Supplied data:

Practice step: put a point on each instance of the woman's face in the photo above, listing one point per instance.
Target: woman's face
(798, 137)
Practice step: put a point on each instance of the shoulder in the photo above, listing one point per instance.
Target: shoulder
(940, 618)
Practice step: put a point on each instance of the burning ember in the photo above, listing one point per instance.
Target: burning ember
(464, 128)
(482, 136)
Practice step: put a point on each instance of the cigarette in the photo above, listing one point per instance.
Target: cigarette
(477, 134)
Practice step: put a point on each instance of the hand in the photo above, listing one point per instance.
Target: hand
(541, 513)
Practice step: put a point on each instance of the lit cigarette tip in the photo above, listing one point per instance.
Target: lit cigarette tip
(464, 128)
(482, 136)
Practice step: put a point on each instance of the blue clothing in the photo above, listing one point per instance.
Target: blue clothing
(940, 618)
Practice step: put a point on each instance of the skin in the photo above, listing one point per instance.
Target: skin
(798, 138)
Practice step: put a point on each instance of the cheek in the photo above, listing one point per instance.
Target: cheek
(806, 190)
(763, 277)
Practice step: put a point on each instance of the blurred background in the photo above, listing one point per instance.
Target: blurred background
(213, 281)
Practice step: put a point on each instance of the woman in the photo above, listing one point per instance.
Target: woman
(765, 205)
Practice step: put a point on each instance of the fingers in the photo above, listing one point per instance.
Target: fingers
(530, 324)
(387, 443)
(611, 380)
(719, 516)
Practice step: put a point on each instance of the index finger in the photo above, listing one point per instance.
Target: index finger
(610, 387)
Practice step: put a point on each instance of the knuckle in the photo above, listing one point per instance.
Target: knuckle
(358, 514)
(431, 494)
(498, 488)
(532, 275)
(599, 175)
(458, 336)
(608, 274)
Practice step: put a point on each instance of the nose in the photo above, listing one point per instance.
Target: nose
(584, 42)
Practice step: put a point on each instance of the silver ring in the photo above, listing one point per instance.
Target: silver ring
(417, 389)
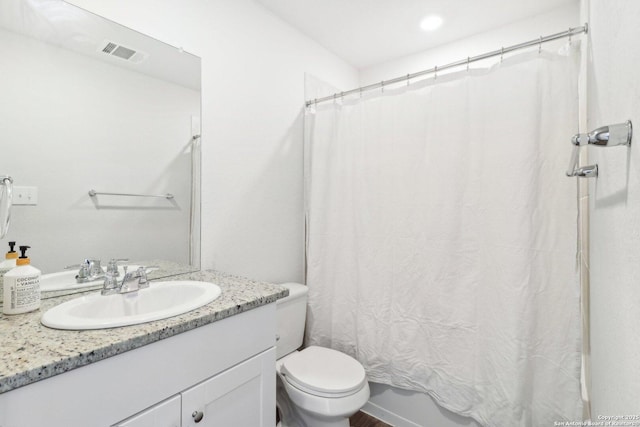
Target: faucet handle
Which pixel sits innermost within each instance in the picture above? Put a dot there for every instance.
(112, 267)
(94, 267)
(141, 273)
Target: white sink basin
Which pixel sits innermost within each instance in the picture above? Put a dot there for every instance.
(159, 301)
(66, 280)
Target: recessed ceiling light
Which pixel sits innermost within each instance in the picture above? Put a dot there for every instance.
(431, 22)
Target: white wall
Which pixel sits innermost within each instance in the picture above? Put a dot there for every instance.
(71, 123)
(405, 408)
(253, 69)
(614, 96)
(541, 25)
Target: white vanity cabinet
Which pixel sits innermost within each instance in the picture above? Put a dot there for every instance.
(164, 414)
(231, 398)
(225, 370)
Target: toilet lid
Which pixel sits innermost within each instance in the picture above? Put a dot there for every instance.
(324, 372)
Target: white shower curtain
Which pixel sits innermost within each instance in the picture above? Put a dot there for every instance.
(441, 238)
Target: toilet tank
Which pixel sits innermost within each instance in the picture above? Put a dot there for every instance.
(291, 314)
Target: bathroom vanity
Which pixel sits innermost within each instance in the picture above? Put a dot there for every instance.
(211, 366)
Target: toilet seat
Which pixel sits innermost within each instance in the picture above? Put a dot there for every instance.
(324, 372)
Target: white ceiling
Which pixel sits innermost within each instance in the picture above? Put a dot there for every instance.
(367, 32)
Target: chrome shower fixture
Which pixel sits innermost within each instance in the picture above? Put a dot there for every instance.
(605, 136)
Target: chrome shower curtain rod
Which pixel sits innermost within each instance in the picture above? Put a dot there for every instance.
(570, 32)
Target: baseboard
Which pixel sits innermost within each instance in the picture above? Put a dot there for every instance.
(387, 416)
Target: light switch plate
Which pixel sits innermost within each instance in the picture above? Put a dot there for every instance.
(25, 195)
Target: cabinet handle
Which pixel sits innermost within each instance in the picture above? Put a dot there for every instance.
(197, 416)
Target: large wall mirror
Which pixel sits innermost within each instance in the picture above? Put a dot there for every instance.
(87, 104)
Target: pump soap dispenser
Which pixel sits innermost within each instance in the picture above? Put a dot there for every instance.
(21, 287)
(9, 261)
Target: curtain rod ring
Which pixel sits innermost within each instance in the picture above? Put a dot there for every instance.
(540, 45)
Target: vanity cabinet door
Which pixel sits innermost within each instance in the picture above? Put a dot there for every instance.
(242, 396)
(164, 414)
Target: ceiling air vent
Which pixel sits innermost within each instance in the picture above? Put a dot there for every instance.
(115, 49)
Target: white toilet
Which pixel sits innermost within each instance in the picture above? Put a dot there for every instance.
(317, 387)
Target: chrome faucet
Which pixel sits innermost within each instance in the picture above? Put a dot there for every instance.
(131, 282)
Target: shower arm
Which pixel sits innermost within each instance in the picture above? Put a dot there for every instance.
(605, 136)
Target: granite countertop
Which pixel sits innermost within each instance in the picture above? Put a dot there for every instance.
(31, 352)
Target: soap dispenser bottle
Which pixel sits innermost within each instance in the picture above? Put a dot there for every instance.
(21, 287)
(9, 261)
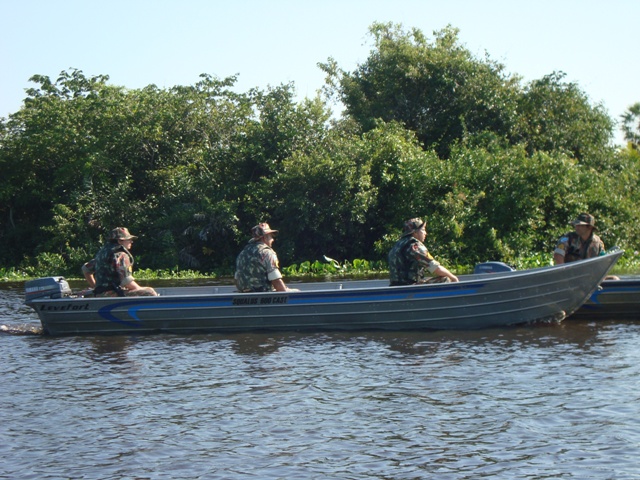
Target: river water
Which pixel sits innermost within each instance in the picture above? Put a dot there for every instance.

What is required: What lines in the records above include the string "vanity"? Copy each one.

Answer below:
Target: white vanity cabinet
Target: bathroom vanity
Target: vanity cabinet door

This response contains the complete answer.